[DATA LINES]
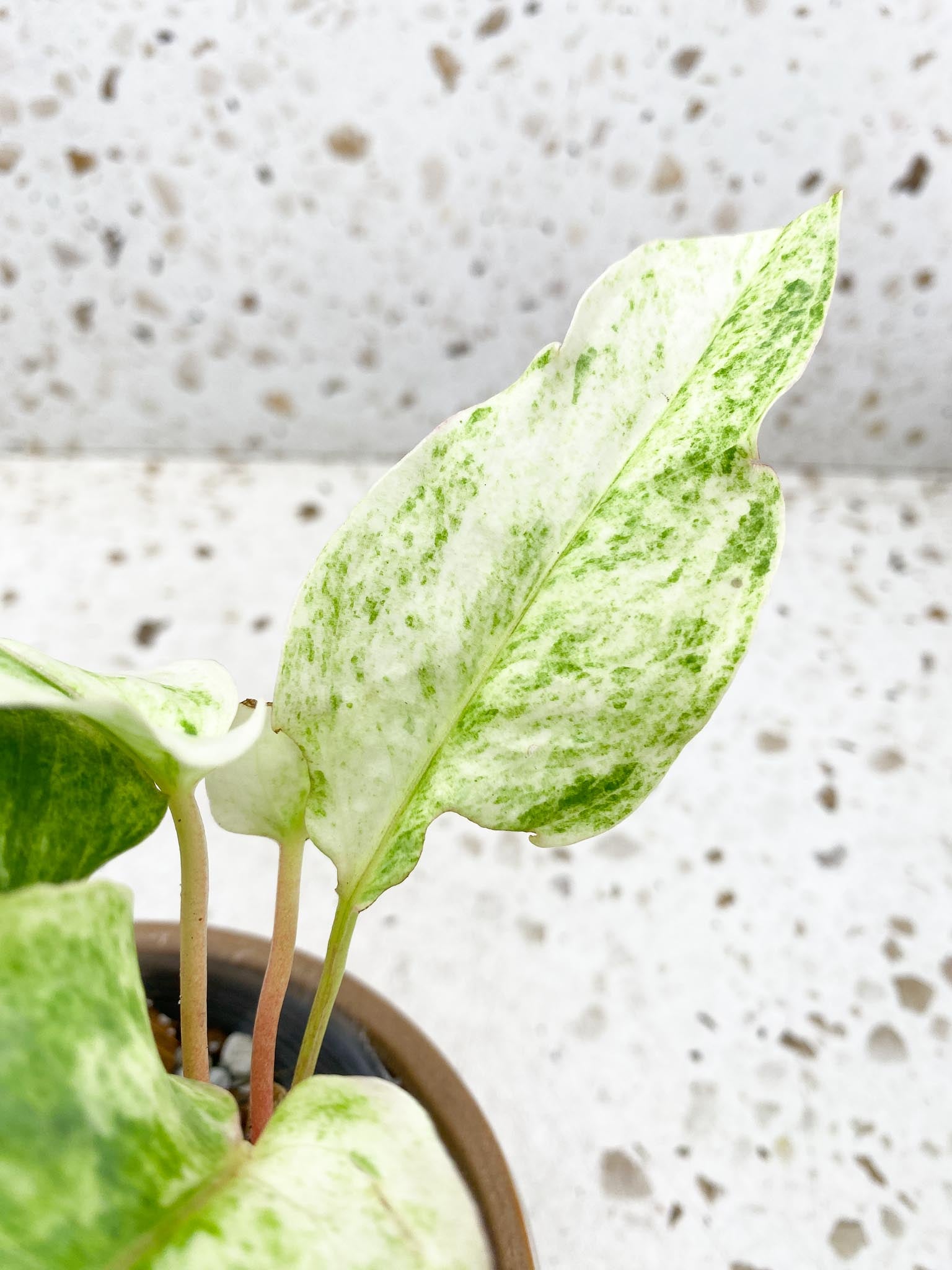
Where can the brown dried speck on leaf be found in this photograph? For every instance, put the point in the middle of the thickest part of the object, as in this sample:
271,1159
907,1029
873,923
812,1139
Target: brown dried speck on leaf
622,1178
871,1170
83,314
684,61
348,143
149,631
886,1046
847,1238
81,162
828,798
798,1044
668,175
278,403
914,177
446,65
913,993
110,83
493,23
113,243
9,158
886,760
832,859
711,1192
167,195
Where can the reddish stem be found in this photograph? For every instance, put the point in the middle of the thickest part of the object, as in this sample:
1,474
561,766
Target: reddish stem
193,934
276,984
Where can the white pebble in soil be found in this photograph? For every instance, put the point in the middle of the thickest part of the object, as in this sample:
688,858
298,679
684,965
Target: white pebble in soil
236,1055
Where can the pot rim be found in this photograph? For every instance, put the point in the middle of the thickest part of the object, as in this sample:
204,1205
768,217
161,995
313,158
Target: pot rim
413,1060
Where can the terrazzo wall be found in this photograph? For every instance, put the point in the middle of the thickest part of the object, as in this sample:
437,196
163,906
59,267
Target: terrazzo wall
307,228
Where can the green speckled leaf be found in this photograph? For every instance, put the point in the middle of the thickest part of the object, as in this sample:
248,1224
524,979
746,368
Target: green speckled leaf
97,1143
174,721
70,798
350,1175
265,791
530,616
107,1162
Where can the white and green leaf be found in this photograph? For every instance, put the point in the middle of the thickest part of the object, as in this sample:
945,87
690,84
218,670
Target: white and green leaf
265,791
107,1161
98,1143
530,616
175,721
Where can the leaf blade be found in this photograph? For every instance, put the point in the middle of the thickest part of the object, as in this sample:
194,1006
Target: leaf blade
263,791
70,798
420,593
177,721
108,1161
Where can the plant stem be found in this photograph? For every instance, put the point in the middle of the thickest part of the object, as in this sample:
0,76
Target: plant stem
328,987
193,934
281,958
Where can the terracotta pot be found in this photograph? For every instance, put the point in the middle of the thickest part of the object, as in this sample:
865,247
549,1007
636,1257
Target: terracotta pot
367,1037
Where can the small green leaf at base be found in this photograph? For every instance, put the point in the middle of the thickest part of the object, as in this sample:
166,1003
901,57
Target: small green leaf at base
175,721
108,1162
350,1175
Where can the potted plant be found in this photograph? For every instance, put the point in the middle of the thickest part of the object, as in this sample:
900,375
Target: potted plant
524,623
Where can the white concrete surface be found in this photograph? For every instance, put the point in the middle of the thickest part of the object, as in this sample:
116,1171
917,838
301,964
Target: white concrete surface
319,229
716,1038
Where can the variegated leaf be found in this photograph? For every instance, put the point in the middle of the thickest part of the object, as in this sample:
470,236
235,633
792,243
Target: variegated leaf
98,1145
265,790
350,1175
175,721
70,798
530,616
106,1161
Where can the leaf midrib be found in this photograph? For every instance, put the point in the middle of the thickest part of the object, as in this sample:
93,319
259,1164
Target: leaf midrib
159,1235
347,898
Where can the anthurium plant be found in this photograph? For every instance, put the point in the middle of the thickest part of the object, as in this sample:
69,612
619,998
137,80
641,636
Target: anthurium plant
523,623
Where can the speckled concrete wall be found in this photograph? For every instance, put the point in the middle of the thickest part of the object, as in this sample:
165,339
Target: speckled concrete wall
309,228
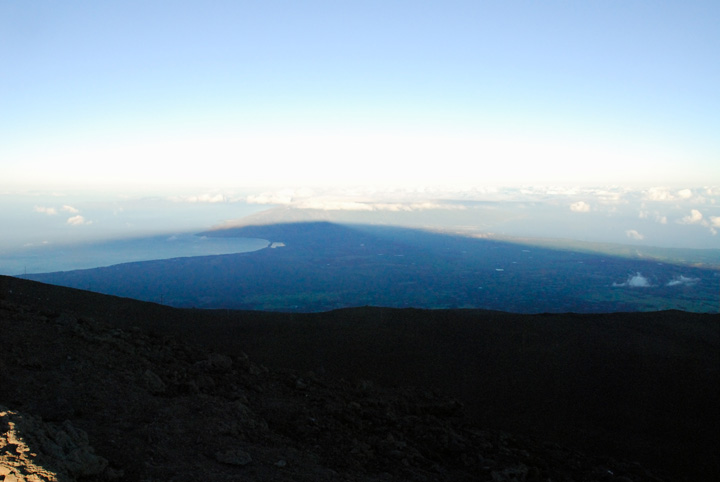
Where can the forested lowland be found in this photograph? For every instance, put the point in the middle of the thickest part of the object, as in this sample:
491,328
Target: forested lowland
319,266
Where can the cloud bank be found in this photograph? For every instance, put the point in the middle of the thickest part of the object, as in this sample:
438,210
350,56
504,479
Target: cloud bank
580,207
634,281
682,281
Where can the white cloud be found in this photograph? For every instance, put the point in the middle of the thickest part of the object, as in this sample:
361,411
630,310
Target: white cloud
695,217
78,221
684,194
283,197
633,234
46,210
658,194
341,205
70,209
682,281
635,281
580,207
201,198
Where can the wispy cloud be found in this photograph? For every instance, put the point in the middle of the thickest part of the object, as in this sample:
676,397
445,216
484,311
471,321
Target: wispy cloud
655,215
682,281
633,234
201,198
69,209
580,207
634,281
695,217
78,220
50,211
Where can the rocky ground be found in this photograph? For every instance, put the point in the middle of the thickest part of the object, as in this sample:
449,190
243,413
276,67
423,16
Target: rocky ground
81,399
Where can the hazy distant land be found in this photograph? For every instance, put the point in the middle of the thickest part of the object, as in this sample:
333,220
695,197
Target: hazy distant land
318,266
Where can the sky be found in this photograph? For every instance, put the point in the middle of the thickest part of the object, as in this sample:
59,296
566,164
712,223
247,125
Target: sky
110,102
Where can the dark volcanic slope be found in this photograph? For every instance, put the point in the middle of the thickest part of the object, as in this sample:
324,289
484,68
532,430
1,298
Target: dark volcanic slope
635,387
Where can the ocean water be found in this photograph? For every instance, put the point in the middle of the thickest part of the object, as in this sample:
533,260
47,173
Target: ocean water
50,258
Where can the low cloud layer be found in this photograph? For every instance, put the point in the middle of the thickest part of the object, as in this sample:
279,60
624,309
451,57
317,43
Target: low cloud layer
50,211
634,234
683,281
78,221
580,207
634,281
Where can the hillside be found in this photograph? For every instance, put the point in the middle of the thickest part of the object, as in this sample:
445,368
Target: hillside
113,389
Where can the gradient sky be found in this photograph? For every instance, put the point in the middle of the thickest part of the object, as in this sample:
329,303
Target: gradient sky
217,94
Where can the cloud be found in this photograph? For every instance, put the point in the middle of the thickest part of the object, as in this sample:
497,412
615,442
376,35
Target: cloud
70,209
340,205
202,198
633,234
284,197
695,217
658,194
682,281
580,207
634,281
684,194
78,221
46,210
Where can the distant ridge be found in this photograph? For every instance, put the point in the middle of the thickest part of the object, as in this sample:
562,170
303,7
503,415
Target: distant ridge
640,386
323,265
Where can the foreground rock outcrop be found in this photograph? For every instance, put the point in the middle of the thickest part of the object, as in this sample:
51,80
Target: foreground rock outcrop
83,400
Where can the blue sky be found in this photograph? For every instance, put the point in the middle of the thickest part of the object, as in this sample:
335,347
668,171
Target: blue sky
225,94
599,120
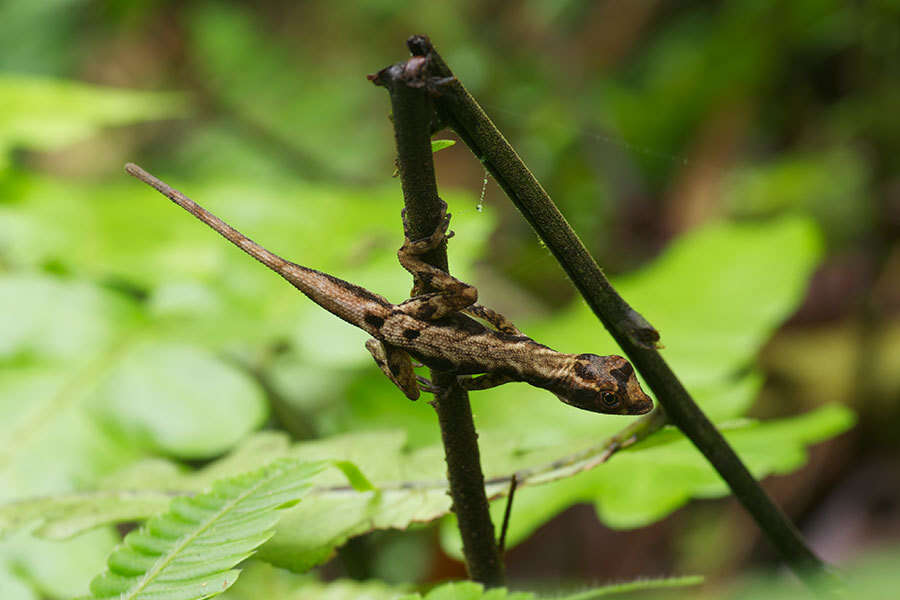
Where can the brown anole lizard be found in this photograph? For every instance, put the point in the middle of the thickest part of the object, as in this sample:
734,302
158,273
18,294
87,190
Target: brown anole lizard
433,329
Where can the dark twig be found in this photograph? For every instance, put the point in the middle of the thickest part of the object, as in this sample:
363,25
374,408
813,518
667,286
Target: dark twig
501,543
412,116
635,336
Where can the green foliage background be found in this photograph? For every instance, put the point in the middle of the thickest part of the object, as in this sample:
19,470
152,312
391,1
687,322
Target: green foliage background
141,356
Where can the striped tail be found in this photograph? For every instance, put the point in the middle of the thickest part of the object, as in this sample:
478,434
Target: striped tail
351,303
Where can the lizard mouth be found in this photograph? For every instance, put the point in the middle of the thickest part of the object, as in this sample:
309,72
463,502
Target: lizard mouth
641,407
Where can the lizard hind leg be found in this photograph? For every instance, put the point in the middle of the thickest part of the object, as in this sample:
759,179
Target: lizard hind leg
500,322
451,295
397,365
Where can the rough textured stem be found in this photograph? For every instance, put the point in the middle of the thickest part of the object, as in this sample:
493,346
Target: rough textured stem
634,335
412,114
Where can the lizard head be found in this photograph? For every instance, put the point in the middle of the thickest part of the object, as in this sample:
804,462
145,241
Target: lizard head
604,384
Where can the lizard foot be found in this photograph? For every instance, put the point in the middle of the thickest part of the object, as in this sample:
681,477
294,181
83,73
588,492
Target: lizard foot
432,241
425,385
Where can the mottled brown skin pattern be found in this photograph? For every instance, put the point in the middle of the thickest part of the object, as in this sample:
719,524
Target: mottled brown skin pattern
432,328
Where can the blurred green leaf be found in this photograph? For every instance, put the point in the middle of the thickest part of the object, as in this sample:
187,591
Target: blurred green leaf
179,400
31,568
43,114
438,145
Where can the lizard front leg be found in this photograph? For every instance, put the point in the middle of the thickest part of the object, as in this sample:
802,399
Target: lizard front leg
483,382
397,365
452,295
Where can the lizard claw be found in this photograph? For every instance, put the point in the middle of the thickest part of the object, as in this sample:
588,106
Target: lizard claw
432,241
425,385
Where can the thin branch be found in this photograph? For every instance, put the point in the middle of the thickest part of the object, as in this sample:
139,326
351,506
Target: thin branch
412,116
635,336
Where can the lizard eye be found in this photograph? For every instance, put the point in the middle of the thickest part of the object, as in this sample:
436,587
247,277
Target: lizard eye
609,400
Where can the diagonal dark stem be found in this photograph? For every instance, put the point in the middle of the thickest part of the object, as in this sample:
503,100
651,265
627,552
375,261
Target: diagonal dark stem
456,107
412,113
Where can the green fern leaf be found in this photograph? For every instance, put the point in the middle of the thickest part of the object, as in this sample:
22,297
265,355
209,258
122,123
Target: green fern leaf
189,552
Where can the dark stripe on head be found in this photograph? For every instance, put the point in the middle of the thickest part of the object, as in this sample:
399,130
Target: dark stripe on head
374,320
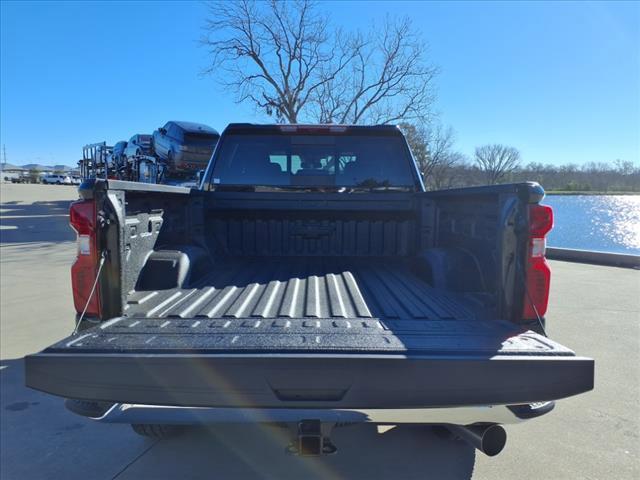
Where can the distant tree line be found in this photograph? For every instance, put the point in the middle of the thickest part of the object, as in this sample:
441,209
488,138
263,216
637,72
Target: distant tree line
442,166
289,62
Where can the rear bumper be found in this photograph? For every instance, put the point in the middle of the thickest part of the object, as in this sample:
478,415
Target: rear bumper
323,381
149,414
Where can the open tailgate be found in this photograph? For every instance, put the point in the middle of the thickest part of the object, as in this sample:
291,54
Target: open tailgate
323,363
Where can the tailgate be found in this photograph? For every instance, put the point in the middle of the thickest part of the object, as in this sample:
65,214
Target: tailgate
323,363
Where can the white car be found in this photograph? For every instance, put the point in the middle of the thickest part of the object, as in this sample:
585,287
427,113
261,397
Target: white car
56,179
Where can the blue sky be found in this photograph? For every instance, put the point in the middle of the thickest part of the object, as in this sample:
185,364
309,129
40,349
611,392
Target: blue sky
559,81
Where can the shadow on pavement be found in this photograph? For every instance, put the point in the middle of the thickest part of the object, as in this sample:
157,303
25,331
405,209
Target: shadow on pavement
41,439
35,222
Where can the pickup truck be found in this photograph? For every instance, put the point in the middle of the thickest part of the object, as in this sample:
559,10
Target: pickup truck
311,281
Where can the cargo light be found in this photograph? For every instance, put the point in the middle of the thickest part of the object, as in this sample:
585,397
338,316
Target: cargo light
314,128
82,218
538,273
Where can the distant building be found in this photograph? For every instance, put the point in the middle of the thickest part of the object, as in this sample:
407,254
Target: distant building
9,172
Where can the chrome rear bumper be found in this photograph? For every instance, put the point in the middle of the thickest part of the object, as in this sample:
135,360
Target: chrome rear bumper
152,414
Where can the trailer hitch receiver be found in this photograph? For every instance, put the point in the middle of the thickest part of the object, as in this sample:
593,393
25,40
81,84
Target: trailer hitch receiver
312,439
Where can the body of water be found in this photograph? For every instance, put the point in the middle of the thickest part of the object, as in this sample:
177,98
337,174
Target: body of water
607,223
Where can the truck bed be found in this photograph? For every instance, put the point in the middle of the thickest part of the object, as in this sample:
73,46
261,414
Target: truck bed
304,287
319,305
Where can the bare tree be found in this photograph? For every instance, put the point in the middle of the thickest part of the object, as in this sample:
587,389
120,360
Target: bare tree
496,161
432,148
386,81
284,58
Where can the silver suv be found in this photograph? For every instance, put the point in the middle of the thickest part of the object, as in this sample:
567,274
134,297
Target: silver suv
185,146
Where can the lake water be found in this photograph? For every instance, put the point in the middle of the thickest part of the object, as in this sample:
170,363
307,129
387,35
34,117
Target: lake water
607,223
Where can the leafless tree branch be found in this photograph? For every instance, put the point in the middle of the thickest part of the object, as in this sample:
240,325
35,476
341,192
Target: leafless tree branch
280,57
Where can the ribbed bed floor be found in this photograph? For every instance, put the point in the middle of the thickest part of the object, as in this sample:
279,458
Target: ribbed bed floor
299,288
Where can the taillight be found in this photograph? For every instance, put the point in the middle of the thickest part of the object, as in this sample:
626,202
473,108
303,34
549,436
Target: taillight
538,274
82,217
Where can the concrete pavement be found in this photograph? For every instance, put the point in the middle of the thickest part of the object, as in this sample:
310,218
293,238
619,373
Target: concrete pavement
594,310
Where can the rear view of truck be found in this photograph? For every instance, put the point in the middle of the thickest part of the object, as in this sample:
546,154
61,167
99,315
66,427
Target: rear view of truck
311,280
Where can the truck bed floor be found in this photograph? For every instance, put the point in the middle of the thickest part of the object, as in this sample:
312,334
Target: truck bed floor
310,288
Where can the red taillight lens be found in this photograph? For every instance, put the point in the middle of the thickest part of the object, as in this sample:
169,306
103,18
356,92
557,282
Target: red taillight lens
538,275
82,217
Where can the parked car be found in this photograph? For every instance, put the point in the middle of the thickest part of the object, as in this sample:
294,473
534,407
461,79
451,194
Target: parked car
139,144
56,179
313,282
185,145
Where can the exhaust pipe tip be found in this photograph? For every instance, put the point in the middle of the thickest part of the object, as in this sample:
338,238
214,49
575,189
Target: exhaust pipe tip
489,439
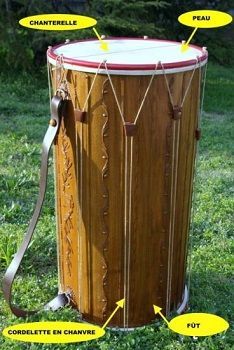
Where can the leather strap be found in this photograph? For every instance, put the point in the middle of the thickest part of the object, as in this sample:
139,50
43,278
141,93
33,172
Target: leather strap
57,107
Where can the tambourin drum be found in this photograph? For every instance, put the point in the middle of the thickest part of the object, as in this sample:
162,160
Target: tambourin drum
124,165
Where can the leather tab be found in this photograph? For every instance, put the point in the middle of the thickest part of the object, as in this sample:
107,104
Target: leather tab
130,129
198,134
177,112
80,116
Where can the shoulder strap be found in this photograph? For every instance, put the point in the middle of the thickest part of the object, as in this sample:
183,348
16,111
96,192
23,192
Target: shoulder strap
57,107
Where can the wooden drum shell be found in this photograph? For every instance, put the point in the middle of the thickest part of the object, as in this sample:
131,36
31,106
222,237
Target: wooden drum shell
91,195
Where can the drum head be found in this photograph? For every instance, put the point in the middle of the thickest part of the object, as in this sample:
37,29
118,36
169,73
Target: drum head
127,56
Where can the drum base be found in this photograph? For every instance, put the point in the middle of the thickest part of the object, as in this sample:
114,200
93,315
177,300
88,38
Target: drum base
180,309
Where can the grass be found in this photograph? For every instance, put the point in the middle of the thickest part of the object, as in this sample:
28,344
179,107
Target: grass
23,121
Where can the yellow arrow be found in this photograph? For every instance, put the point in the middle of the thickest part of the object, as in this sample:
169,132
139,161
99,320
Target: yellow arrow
119,304
104,45
157,310
184,46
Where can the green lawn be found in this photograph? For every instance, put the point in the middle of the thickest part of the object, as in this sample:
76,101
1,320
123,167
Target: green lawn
23,120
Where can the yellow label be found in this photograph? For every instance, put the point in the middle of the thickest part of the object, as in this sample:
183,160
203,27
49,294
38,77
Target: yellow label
205,19
53,332
198,324
57,22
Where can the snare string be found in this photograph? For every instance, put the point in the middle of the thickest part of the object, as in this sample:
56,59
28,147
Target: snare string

[WHAT YOU WILL DO] Reproduce only the lines running from the one that contains "Where can the green lawn" to the last line of the records.

[EXERCISE OUTPUT]
Where can the green lawn be found in this photograph? For every instance, put the point in the middle of the thickest part of the object, as in this sample:
76,101
1,320
123,167
Target: green lawn
23,120
Where can the yellow label be found in this photograph? For every instance, put the point in the middle of the thickest part of the object, as in this sample:
183,160
203,27
49,294
38,77
Target: yellow label
205,19
53,332
198,324
57,22
Where can the snare string be found in this photograph? For every instance, put the point in the middle of the thickest part of the object, as in this sample:
56,59
28,147
Target: snare string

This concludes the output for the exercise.